Stem cells have been shown to be promising as a treatment for heart disease. But that’s only one part of solving the problem. Transplanted cells die after implantation due to the hostile environment they find themselves in, including the patient’s own immune system, which fights against the stem cells, even when they’re trying to help.

Researchers from Rice University and Baylor College of Medicine may have come up with an answer. They’ve developed capsules which encase mesenchymal stem cells (MSCs) in a hydrogel material made out of brown algae. This shielded approach protects the stem cells from the host, while allowing them to perform the function of delivering reparative proteins that are secreted by the cells.

EXCERPTED DATA ::
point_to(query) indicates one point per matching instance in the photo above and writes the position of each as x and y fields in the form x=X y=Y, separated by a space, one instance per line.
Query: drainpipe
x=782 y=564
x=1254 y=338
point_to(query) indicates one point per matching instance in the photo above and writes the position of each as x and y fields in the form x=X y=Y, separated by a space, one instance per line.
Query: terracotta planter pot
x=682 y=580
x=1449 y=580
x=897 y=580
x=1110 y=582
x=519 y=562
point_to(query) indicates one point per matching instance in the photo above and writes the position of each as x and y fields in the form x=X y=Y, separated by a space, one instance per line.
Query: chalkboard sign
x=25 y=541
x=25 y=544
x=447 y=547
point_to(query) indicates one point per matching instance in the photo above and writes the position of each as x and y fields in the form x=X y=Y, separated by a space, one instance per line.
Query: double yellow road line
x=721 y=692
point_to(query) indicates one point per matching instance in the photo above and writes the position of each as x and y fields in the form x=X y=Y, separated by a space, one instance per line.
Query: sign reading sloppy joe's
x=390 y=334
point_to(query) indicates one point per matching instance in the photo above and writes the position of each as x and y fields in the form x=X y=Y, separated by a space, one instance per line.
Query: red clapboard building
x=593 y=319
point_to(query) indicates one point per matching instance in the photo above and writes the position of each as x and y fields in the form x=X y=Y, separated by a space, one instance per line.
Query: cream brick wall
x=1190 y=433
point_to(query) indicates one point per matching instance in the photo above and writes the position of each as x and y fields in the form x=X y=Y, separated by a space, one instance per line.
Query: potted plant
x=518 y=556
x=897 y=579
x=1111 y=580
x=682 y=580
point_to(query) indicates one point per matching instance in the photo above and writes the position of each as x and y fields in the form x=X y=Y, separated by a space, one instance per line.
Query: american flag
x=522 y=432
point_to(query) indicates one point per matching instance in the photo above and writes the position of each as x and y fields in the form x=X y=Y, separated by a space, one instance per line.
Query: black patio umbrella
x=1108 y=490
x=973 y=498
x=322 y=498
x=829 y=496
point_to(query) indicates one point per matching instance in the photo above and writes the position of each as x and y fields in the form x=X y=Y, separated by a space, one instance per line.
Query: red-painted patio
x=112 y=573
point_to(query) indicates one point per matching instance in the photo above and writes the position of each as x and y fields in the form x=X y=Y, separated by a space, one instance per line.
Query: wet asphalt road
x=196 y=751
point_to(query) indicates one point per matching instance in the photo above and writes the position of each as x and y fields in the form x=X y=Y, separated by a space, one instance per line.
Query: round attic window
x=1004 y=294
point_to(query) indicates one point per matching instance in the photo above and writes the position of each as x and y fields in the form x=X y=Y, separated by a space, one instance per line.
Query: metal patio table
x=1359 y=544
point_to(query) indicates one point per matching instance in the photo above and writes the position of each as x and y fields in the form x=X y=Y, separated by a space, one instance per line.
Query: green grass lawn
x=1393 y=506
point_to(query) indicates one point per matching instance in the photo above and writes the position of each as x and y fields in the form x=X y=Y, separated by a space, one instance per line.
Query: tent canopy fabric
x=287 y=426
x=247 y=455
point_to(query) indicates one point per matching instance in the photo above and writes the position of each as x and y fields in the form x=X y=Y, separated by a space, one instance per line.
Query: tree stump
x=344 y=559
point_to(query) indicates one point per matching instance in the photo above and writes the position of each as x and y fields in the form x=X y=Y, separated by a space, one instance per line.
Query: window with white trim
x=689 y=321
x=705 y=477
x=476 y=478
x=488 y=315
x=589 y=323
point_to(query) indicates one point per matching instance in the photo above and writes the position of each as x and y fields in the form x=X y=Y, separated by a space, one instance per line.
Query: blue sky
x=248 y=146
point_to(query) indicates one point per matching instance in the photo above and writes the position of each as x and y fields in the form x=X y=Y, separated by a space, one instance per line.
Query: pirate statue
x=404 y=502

QUESTIONS ON THE MATERIAL ::
(a) From the text on stem cells for heart disease, list every fact it gives about the capsules the researchers developed.
(b) Carry the text on stem cells for heart disease forward from its final sentence.

RESULTS OF THE TASKS ::
(a)
- They encase mesenchymal stem cells (MSCs).
- The encasing material is a hydrogel.
- The hydrogel is made out of brown algae.
- They protect the stem cells from the host.
- They allow the stem cells to deliver reparative proteins that the cells secrete.

(b)
“Alginate is a naturally occurring polymer found in seaweed which can form a gel in presence of divalent cations,” Omid Veiseh, assistant professor in the Department of Bioengineering at Rice University, told Digital Trends. “The material can be fabricated into spheres quite easily, using reactions which are friendly to the cells we load into the capsules. Alginate hydrogel formulations are quite prevalent in various medical products, and are also used widely in the food industry. One such example is vegan caviar. The unique aspect of our approach is that our [capsules] are formulated using a version of alginate polymer we developed that is immunomodulatory. These polymers have been chemically modified such that the body no longer recognizes the material as foreign.”

The stem cell capsules have not yet been demonstrated in humans. However, in a study carried out using rodents, the stem cells were implanted next to wounded hearts using minimally invasive techniques. Within a month, the heart healing was 2.5x greater in animals that had been given the special shielded stem cells than it was in animals which had not been given these stem cells.

“The next step is to further develop the delivery strategy for how to get the shielded stem cell into position on top of the heart using minimally invasive catheters. and further validation in chronic heart failure models,” Ravi Ghanta, associate professor of surgery at Baylor College of Medicine, told Digital Trends. “With further development and testing this approach could be utilized in a variety of cell therapies for the heart.”

A paper describing the work was recently published in the journal Biomaterials Science.